REQUIRED WORK:
1. Answer these questions about the text on Alan Lee:
(a) Which engraving would the writer take to the grave?
(b) What kind of tree was planted above the grave?
(c) With whom did Alan move to Dartmoor in the mid-1970s?
2. Continue the text on Alan Lee, starting right after its final sentence.
Segment Start: SELECTED TEXT
If I were interred with one piece of art it would have to be a print as I would hate to deprive the living of any objects that may bring joy or solace. I’ve always had a fascination for printing processes; my first job was in a large printing company and I loved watching those Heidelbergs and Rotary presses in action – and I have an etching press. I would take a copy of Albretch Durer’s engraving, “Knight, Death and the Devil”. This, and his “Melancholia”, had a powerful and formative influence on me. I could contemplate my life’s choices while losing myself in the maze of lines and symbols, and being reminded of the awe-inspiring heights of skill and imagination that mortals are capable of.
A Message From Beyond the Grave:
I hope you haven’t removed the oak tree which was planted above my grave, but if you have I trust that you will fashion it into something useful or beautiful, and that you will plant at least half a dozen saplings to replace it. My use of the phrase “half a dozen” is to help you age my remains.
Alan’s slightly longer biography:
Alan Lee was born and raised in London, where he studied graphic design. Enchanted by myth and folklore from an early age, he gravitated toward the field of book illustration — inspired by Arthur Rackham and Edmund Dulac, master illustrators of the early twentieth century. Alan worked as an illustrator in London until the mid-1970s, when he moved to Dartmoor with fellow-artists Marja Lee Kruÿt and Brian Froud. At the suggestion of Ian Ballantine (the legendary American publisher), Alan, Brian and the designer David Larkin created the book Faeries, inspired by the Dartmoor countryside and European fairy lore.
Amongst other works Alan has also illustrated The Mabinogion, Castles, Joan Aiken’s the Moon’s Revenge, The Mirrorstone, with Michael Palin and Richard Seymour, Merlin Dreams by Peter Dickinson, and Rosemary Sutcliff’s Black Ships Before Troy: The Story of the Illiad (winner of the prestigious Kate Greenaway Award), and the centenary edition of J.R.R. Tolkien’s The Lord of the Rings, as well as The Hobbit.
Segment End: SELECTED TEXT
Segment Start: RECORDED DATA
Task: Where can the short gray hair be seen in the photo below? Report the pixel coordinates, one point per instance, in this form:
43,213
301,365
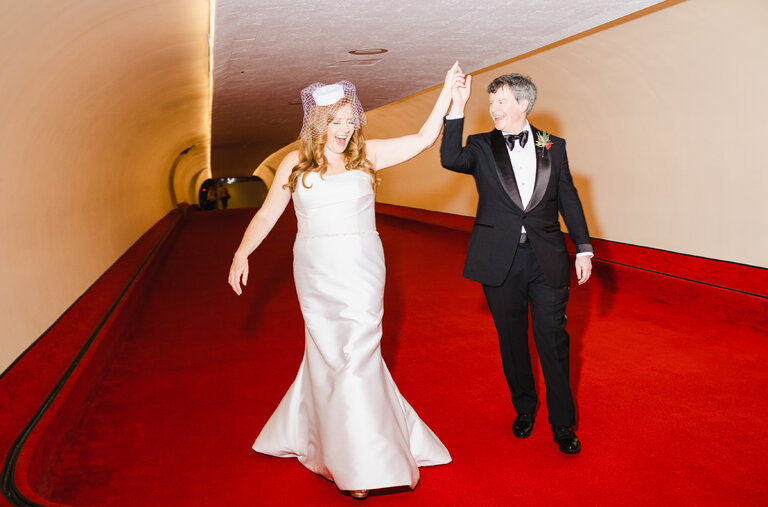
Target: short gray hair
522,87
Segment End: RECORDED DATA
Segment Start: RECORDED DATA
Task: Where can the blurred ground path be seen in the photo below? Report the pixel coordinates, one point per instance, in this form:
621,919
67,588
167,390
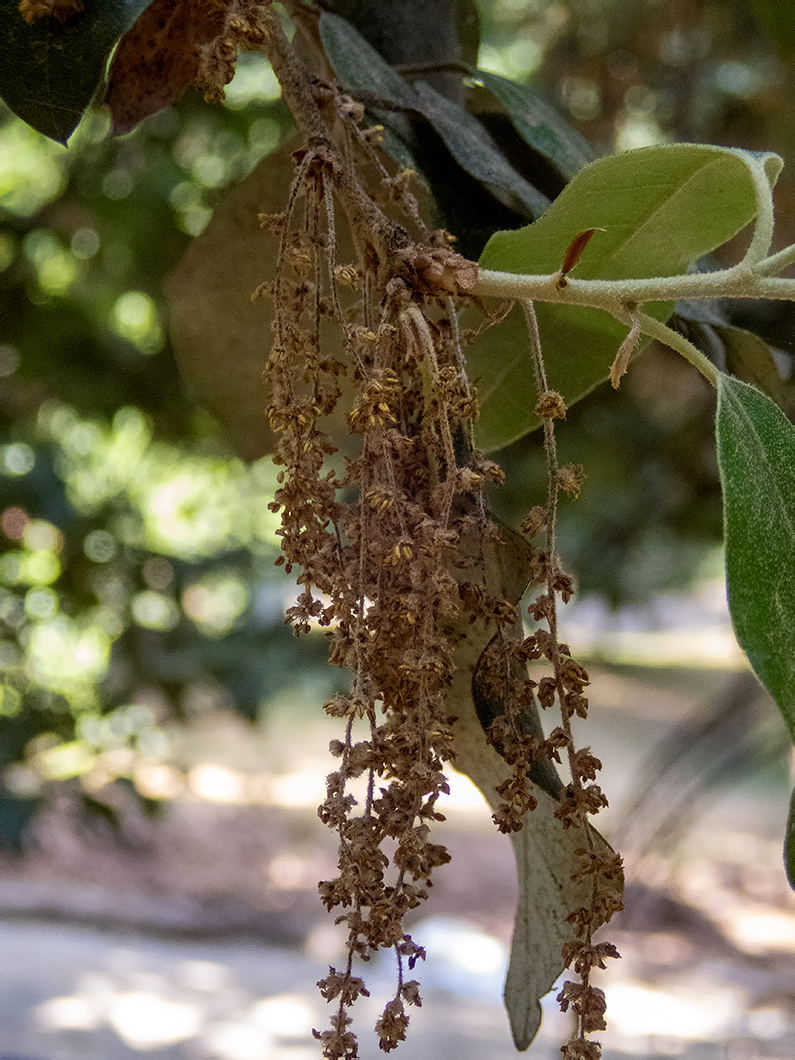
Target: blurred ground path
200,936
Segment End: RECORDED DATA
YOUR WRITTEN ANSWERS:
1.
(a) "Knight, Death and the Devil"
(b) An oak tree
(c) Marja Lee Kruÿt and Brian Froud

2.
For six years, however, book projects were set aside while he worked in New Zealand on Peter Jackson’s film trilogy, The Lord of the Rings. As conceptual designer for the films, it was Alan’s job to help create the distinctive “look” of Middle Earth. He was involved in all aspects of the design of the films – particularly with the miniatures, sets and visual effects – and in 2004 he received an Academy Award for his work. After returning to Devon in September, 2004, Alan worked on some of his own projects, as well as producing a new book, “The Lord of the Rings Sketchbook” which gives an insight into some of the working processes involved in both book illustration and designing for film. He also illustrated “Shapeshifters” – a retelling, by Adrian Mitchell, of Ovid’s Metamorphoses.
In 2009 Alan returned to New Zealand to work on “The Hobbit” films, along with John Howe, and the designers at Weta Workshop. This project turned into another six year epic!
Other Tolkien related books illustrated include Tales from the Perilous Realm, The Children of Hurin, Beren and Luthien, The Fall of Gondolin, and Unfinished Tales, all edited by Christopher Tolkien. He has also published The Hobbit Sketchbook and a limited edition for the Folio society of The Wanderer and other Old English Poems.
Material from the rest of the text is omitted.